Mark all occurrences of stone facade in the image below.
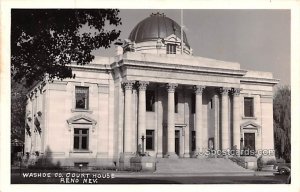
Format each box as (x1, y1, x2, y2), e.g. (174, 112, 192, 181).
(24, 13, 278, 167)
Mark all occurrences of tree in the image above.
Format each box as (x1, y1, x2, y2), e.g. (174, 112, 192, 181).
(273, 86, 291, 162)
(11, 80, 27, 141)
(11, 9, 121, 141)
(11, 9, 122, 87)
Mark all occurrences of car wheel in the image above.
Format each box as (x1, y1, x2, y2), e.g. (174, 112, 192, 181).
(279, 168, 287, 175)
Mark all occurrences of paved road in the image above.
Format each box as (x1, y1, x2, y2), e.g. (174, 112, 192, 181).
(11, 173, 289, 184)
(86, 175, 289, 184)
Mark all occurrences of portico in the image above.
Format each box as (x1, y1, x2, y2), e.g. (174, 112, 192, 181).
(121, 77, 244, 158)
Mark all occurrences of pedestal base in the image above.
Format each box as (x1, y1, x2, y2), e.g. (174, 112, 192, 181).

----

**TRY IT:** Quote the lines of the listing above that run from the line with "Mark all occurrences of tree" through its last line, both included, and nothing else.

**ANSWER TO THE PROBLEM:**
Mark all occurrences of tree in the image above.
Format each box as (x1, y1, x2, y2), e.g. (174, 112, 192, 181).
(273, 86, 291, 162)
(11, 80, 27, 141)
(11, 9, 121, 141)
(11, 9, 122, 87)
Mark all occurrences of car wheel in the image above.
Format each box as (x1, y1, x2, y2), e.g. (174, 112, 192, 181).
(279, 168, 287, 175)
Mark all occurrences of paved road in the image above.
Format each box as (x1, y1, x2, y2), e.g. (174, 112, 192, 181).
(11, 173, 289, 184)
(86, 175, 289, 184)
Mark all occurrences of portico in the image above.
Format each box as (x1, y1, x2, y2), e.g. (174, 112, 192, 181).
(121, 77, 244, 158)
Mark all occurrences of pedestal base in the image above.
Format each box as (x1, y1, x2, y2), e.g. (174, 112, 192, 181).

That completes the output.